→ Your goal
Keep the pictures out. Restate the entries below word for word.
───── Data for this exercise ─────
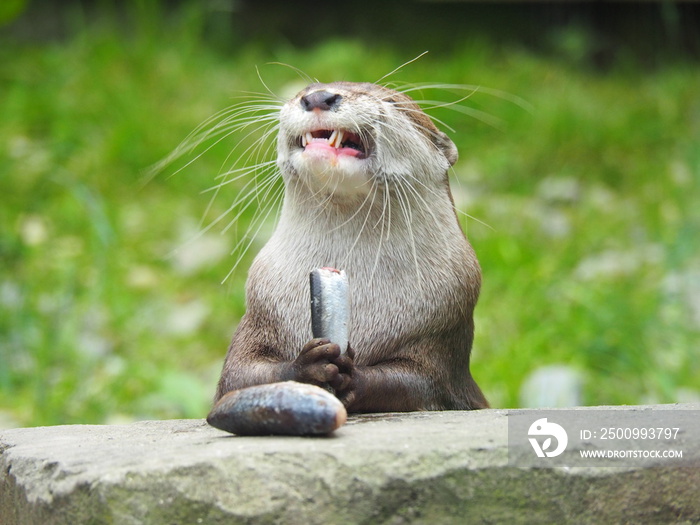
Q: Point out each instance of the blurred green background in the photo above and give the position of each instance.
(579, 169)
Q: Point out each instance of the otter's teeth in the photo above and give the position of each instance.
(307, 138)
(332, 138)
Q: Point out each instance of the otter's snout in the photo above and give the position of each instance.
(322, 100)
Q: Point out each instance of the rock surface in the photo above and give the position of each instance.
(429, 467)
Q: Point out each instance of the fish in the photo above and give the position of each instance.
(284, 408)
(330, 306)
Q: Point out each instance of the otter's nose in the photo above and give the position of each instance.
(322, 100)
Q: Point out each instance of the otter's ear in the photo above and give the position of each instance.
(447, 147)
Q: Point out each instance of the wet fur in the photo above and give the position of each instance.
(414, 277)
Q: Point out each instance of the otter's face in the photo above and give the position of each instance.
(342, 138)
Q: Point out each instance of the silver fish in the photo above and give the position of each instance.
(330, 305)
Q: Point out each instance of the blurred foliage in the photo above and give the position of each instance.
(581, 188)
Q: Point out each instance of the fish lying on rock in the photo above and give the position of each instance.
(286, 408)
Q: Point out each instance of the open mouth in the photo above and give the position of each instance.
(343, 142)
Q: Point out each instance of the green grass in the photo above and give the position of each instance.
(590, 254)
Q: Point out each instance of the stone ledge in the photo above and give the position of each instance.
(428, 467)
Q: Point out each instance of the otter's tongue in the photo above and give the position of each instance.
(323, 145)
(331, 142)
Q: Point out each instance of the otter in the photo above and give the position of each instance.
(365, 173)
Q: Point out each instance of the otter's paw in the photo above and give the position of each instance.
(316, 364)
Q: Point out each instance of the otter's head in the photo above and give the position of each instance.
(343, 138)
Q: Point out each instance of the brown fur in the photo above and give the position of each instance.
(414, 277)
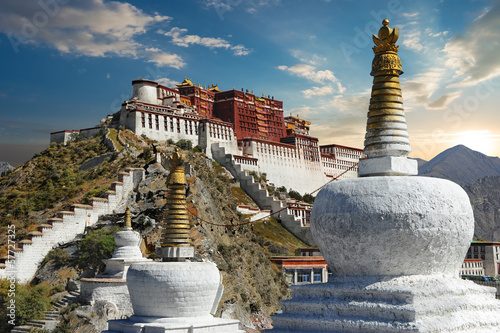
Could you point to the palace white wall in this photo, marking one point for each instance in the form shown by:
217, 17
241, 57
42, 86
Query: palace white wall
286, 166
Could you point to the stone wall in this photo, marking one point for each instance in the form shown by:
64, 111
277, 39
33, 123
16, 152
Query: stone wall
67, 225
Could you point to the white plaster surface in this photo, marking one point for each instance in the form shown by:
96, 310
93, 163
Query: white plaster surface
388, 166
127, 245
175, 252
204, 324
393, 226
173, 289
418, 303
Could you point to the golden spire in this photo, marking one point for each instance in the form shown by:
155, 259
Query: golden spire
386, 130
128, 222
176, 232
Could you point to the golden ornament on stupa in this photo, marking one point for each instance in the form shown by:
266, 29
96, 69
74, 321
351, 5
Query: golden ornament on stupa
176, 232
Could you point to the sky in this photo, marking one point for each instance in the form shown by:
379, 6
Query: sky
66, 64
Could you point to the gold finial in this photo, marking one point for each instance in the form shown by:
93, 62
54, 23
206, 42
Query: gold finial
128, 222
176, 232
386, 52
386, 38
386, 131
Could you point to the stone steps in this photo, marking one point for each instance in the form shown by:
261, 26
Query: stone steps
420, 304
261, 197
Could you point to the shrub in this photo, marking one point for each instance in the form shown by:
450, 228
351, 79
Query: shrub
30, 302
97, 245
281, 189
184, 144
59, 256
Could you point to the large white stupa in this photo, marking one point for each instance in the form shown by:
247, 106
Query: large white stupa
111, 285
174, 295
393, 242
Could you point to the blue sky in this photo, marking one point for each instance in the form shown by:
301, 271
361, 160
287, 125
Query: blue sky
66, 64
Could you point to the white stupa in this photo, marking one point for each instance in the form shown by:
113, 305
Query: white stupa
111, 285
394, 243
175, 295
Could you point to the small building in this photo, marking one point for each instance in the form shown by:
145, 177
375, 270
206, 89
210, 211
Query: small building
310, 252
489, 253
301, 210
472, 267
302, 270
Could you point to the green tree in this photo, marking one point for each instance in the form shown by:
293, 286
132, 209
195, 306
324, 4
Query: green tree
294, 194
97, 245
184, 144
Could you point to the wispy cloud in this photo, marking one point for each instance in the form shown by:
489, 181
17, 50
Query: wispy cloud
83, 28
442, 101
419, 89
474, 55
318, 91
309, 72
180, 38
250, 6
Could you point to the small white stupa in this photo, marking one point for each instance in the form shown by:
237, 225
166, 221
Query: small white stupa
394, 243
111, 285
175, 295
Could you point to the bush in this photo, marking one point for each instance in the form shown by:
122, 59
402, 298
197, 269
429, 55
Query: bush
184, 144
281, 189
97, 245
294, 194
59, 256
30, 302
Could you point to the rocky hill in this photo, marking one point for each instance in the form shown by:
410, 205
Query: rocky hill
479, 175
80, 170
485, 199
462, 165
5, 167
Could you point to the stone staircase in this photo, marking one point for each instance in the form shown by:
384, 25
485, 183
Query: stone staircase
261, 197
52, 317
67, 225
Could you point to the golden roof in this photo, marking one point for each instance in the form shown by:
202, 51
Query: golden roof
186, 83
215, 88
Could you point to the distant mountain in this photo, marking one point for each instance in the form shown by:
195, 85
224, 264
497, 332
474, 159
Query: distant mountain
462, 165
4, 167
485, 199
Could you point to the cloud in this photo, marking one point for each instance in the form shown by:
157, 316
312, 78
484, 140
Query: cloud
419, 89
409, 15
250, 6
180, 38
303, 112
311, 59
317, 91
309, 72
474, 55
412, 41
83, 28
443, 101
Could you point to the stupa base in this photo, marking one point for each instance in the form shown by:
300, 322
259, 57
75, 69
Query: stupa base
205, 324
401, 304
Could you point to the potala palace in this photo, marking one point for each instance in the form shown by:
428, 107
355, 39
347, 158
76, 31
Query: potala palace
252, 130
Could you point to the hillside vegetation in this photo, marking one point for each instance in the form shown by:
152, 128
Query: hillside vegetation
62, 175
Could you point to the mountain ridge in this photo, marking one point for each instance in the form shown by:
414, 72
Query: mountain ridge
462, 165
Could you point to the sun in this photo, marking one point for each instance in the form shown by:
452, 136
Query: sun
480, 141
─────
→ Answer section
Q: Point out each instance of the blurred green background in the photo above and give the position of each instance.
(579, 169)
Q: Point out each instance of the otter's teeth in the photo above and give the position of each instance.
(307, 138)
(332, 138)
Q: Point out each instance of the otter's snout in the photo above and give the position of each instance.
(322, 100)
Q: Point out each instance of the rock surface in the photo above and give the position of each instance.
(429, 467)
Q: Point out each instance of the fish in the photo above and give the position of each instance.
(284, 408)
(330, 306)
Q: Point out each instance of the otter's nose in the photo above and give the position of each instance.
(322, 100)
Q: Point out each instance of the otter's ear in the photo above and give the position of each instance.
(447, 147)
Q: Point out each instance of the wet fur in the photo above and give the position of each instance.
(414, 277)
Q: Point out each instance of the otter's face in the photo above and give the position of each instance.
(342, 138)
Q: Point out each instance of the silver fish in the photo above and give the position of each instance.
(330, 305)
Q: Point out each instance of the blurred foliage in the photo above and give the position of each instance.
(581, 188)
Q: Point out each instance of the fish lying on rock in the photo above and give the position of each instance.
(286, 408)
Q: Point out each instance of the open mouth in the photo above and give the position of each instance.
(343, 142)
Q: Point out each instance of the green grass in the photo above and give the position of each instance.
(590, 254)
Q: Point out each instance of the stone ledge in the photo above and give the position of each instance.
(428, 467)
Q: Point out each instance of the otter's tongue in the photo above and give the position of each instance.
(323, 145)
(331, 142)
Q: Point out each instance of the otter in the photo above and give the position of each instance.
(365, 173)
Q: Point out each instance of the otter's paw in the photo above and give the position of each instance.
(316, 364)
Q: Point out each instance of the otter's head in the photo above and give the position of each instance.
(343, 138)
Q: Point out each instance of the brown fur in the photo above and give the position of each instance.
(414, 277)
Could you point to the palace white wall in this photo, marking one point for each instance in the form shown by:
217, 17
241, 57
42, 86
Query: palace white wall
286, 166
Could you point to the stone wall in this photo, marking one point for each instance in the form shown by:
64, 111
277, 39
33, 123
16, 152
Query: stone wall
67, 225
Could you point to the white plaster surface in this photo, marking one point for each instance in the form shown by:
96, 310
93, 163
Query: white plaster surface
388, 166
127, 245
175, 252
204, 324
393, 226
173, 289
418, 303
Could you point to the golden spire in this photo, marking one point for each instance in the form shown by:
155, 259
Query: golden spire
386, 130
128, 222
176, 232
Could you point to the golden ornament on stupa in this photo, marking one point for each instance in the form shown by:
266, 29
96, 69
74, 321
351, 5
Query: golden ornament on stupa
176, 232
Could you point to the sky in this photo, marking one point for each instance in the form shown by:
379, 6
Query: sky
66, 64
Could you point to the gold finial in this photo, marking one point for each instance in the form shown by:
93, 62
54, 23
206, 42
Query: gold finial
128, 222
176, 232
386, 52
386, 38
386, 131
Could you point to the stone steps in this photo, marking one point for each instance in the form shown by:
261, 26
Query: stone steps
420, 304
261, 197
Could you point to the shrub in this photo, marking one point for each instance in the form shown by:
450, 228
351, 79
Query: shrub
30, 302
97, 245
281, 189
184, 144
59, 256
Could you point to the large white stupa in this photo, marking one point for each instance in the form shown by:
247, 106
Query: large white stupa
111, 285
174, 295
393, 242
Could you point to the blue sky in this photo, marking one point for each instance in the form shown by:
301, 271
361, 160
287, 125
Query: blue sky
66, 64
Could you point to the white stupa in this photo, marking one point for each instance in the form shown by:
113, 305
Query: white stupa
111, 285
394, 243
175, 295
Could you point to the small building in this photo, marking one point for each instance in the form shown by:
145, 177
375, 270
206, 89
210, 211
Query: small building
310, 252
489, 253
301, 210
472, 267
302, 270
Could you point to the green tree in this photo, marking one point for each instance in the form shown by:
293, 286
132, 209
195, 306
324, 4
Query: green tree
294, 194
97, 245
184, 144
Could you point to the wispy cloud in this photo, marking one point for each instance in the form shown by:
489, 181
17, 50
Query: wispy cloud
83, 28
442, 101
419, 89
474, 55
318, 91
309, 72
180, 38
250, 6
Could you point to the small white stupa in this photo, marking one point for each instance in the form shown by:
237, 225
166, 221
Query: small white stupa
394, 243
111, 285
175, 295
Could you point to the bush in this photo, marking one point for each instance in the form shown by:
122, 59
402, 298
197, 269
429, 55
Query: bush
184, 144
281, 189
97, 245
294, 194
59, 256
30, 302
Could you point to the rocky hill in this photo, marking one point for each instance in the form shown by:
410, 205
Query: rocky hill
479, 175
80, 170
485, 199
462, 165
5, 167
Could you point to the stone staircase in this photo, marking one point for each instance in the form shown by:
384, 25
485, 183
Query: stone staircase
261, 197
52, 317
67, 225
Could you point to the golden roof in this photo, marking one point for each instance in the form shown by:
202, 51
Query: golden roof
186, 83
215, 88
Could you point to the distant mountain in this photo, marking one point for each instance in the form shown by:
195, 85
224, 264
497, 332
474, 159
Query: distant mountain
462, 165
4, 167
485, 199
Could you point to the cloud in this photo, marking one point for each instance in the form shown by:
157, 316
312, 78
484, 140
Query: cloud
419, 89
409, 15
250, 6
180, 38
303, 112
311, 59
317, 91
309, 72
474, 55
412, 41
83, 28
443, 101
Could you point to the stupa base in this photo, marking one point for each instance in the form shown by:
300, 322
259, 57
75, 69
Query: stupa base
205, 324
401, 304
Could you point to the potala palace in this photo, marking one point for each instance in the form shown by:
428, 107
355, 39
347, 158
76, 31
Query: potala palace
252, 130
Could you point to the hillside vegetation in this photo, marking one point for each instance in the form shown by:
152, 128
Query: hillside vegetation
62, 175
Could you point to the mountain ridge in this photo, marking one point for each instance in the form shown by:
414, 72
Query: mountain ridge
462, 165
Could you point to the sun in this photo, marking one point for each instance in the form shown by:
452, 136
Query: sun
480, 141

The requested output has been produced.